◆ **Source text**
------------------------
# I want to gain weight fast. Help



## adamp (Aug 9, 2010)

Im 23 and weigh 10 stone and have a real fast metabolism so I just look slim, I dont really have a diet I just eat the average crap really like bacon butty every morning. I go gym 3 times a week.

Ive thought about taking steroids as half the people around me are on them but I think and most people on here will say its not the answer.

Ive tried supplements but they never really make a difference, wheather it was the brand or whatever I dont know. Ideally I just want to get myself to 12stone looking toned.

Any advice would be much appreciated


----------



## London1976 (Oct 16, 2009)

10st huh. Don't even think bout roids yet mate. Look in the diet and nutrition section.


----------



## andyboro1466867929 (Oct 31, 2006)

its about more than supplements mate... stick up what a usual days food looks like and we can start from there.


----------



## crazycal1 (Sep 21, 2005)

its not just about food.

focus on deads squats bench press military press and chins, this will increase youre appetite thereby allowing you too eat the amount that everyone thinks youre magically suddenly gonna be able to force down.

build cals up slowly over time.

best diet in the world wont do jack if your train too frequently or make bad execise choices or do too many exercises.


----------



## lobo (Aug 7, 2010)

London1976 said:


> 10st huh. Don't even think bout roids yet mate. Look in the diet and nutrition section.


 I 2nd that !!


----------



## 3752 (Jan 7, 2005)

adamp said:


> Im 23 and weigh 10 stone and have a real fast metabolism so I just look slim, I dont really have a diet I just eat the average crap really like bacon butty every morning. I go gym 3 times a week.
> 
> Ive thought about taking steroids as half the people around me are on them but I think and most people on here will say its not the answer.
------------------------
◆ **Given data**
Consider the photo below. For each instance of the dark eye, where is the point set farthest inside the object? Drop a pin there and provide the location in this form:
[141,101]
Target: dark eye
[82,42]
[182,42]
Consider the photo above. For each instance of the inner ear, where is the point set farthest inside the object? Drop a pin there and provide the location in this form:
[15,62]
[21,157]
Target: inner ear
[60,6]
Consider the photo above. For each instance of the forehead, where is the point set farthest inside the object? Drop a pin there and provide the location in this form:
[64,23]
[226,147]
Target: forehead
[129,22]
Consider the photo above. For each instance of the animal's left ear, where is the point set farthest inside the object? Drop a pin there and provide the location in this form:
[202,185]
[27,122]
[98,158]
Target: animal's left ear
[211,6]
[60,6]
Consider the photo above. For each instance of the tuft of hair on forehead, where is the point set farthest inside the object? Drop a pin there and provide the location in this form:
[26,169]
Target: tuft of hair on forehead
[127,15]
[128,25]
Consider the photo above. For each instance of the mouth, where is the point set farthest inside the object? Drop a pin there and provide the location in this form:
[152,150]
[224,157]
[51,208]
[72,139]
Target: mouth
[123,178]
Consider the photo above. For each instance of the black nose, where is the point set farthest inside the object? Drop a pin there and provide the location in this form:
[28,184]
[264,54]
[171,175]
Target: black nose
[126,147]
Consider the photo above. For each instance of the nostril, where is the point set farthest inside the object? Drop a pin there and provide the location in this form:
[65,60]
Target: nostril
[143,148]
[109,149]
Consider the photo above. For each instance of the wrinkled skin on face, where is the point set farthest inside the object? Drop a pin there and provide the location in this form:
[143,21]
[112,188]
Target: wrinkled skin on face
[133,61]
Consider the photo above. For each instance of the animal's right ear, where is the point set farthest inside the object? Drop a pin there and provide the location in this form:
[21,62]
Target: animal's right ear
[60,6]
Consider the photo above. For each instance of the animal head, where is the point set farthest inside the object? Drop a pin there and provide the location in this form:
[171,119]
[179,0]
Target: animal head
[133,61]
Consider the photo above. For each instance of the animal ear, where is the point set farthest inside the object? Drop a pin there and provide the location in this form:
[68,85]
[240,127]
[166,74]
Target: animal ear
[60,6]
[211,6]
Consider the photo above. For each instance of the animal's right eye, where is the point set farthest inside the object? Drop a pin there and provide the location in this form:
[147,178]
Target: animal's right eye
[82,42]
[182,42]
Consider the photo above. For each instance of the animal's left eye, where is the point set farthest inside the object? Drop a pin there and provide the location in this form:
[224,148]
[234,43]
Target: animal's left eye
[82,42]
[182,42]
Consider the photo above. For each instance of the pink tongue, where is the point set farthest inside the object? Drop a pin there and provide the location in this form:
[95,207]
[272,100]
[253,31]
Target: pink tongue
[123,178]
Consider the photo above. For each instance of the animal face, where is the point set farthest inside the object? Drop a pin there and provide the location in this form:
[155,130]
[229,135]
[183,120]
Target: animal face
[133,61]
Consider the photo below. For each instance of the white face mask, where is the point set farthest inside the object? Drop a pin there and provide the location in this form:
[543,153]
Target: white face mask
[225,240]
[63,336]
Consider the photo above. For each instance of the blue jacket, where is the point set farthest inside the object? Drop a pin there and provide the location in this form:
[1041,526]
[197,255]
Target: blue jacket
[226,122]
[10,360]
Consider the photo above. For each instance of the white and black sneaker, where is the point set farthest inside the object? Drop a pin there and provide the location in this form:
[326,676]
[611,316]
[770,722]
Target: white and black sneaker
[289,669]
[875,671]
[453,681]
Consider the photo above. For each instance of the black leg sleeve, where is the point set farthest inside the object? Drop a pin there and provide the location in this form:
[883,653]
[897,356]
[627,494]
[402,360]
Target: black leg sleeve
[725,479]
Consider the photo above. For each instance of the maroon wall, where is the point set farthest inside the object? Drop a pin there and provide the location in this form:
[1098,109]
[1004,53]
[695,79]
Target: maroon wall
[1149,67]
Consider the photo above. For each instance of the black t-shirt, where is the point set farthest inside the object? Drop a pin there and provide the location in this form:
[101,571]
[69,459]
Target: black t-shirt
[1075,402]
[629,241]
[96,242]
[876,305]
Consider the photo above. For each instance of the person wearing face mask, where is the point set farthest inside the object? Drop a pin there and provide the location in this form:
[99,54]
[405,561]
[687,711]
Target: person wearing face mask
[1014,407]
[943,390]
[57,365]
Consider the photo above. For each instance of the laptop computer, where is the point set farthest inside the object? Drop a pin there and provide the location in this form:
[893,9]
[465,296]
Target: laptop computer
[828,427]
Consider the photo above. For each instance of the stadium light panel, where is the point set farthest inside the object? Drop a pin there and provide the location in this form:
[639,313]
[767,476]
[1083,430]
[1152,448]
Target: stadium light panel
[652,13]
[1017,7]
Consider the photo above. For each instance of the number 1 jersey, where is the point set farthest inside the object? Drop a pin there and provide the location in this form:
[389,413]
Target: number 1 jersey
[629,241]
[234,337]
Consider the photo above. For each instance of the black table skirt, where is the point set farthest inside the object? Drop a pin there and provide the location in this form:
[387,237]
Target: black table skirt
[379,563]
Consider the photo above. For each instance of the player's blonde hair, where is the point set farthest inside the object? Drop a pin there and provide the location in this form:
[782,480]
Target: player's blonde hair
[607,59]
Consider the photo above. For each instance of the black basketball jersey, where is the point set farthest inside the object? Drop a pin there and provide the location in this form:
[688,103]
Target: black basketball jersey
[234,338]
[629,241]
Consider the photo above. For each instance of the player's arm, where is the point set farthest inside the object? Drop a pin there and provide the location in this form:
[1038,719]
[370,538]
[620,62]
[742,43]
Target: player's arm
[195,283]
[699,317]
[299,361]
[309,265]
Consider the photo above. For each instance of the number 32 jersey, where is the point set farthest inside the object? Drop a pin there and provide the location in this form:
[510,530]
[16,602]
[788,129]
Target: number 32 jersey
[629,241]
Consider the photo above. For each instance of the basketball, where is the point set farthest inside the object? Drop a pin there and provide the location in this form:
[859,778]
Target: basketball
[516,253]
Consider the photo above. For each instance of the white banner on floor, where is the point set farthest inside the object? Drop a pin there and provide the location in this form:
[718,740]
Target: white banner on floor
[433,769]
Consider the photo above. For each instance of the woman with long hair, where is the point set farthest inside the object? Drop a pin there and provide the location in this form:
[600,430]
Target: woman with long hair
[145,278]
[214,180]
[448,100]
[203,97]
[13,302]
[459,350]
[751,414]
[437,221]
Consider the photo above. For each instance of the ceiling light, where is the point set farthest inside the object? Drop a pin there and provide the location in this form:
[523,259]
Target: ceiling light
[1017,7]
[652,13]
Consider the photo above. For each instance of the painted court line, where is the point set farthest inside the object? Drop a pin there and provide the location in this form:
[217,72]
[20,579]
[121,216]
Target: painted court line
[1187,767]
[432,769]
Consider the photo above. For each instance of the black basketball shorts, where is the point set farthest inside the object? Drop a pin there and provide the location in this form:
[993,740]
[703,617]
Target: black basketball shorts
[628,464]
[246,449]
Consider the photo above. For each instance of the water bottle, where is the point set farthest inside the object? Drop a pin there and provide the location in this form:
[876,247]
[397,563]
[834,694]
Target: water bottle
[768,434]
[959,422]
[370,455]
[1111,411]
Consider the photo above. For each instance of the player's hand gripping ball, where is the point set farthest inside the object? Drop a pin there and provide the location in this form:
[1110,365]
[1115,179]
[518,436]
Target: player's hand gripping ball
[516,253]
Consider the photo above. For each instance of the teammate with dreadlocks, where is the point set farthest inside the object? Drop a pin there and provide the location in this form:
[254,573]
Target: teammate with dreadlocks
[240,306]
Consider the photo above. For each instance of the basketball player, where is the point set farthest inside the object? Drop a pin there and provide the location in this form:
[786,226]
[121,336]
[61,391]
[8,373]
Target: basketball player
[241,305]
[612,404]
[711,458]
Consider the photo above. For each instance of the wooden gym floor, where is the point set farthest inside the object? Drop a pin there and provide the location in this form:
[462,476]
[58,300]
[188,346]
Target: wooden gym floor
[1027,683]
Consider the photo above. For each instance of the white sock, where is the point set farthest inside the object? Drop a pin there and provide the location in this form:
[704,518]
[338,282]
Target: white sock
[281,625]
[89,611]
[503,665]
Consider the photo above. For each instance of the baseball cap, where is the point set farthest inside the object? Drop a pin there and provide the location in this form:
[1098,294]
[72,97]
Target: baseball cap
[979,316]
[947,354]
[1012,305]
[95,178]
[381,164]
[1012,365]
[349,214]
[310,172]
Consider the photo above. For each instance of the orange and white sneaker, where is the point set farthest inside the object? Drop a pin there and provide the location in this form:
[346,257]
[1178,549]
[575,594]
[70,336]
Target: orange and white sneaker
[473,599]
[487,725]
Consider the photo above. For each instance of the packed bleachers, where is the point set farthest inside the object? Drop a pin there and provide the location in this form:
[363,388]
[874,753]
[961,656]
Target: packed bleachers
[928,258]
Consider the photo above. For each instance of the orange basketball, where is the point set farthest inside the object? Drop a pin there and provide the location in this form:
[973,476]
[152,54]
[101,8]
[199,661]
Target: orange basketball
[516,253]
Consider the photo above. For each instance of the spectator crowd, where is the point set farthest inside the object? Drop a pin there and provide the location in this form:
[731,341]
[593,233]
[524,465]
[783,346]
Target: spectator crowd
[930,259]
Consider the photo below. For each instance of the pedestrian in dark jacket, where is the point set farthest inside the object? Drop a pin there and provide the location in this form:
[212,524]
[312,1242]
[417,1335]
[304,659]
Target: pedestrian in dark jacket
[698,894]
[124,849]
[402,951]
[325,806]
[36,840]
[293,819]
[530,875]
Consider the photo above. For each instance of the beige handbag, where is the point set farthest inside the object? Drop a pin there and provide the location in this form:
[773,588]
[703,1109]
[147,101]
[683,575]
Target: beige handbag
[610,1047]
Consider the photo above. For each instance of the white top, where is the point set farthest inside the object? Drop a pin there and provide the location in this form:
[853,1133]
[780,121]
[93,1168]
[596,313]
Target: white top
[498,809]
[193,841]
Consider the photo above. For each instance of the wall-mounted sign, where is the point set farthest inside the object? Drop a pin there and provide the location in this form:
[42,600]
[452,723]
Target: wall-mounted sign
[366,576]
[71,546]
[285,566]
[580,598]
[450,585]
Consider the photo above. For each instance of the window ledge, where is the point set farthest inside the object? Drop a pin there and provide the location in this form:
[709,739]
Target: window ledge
------------------------
◆ **Job 1**
In the weight-gain thread, how many times a week does adamp go to the gym?
◆ **Job 2**
Write out the weight-gain thread from "focus on deads" up to and including "slowly over time.", substituting "hunger" for "appetite".

◆ **Correct response 1**
Three times a week.

◆ **Correct response 2**
focus on deads squats bench press military press and chins, this will increase youre hunger thereby allowing you too eat the amount that everyone thinks youre magically suddenly gonna be able to force down.

build cals up slowly over time.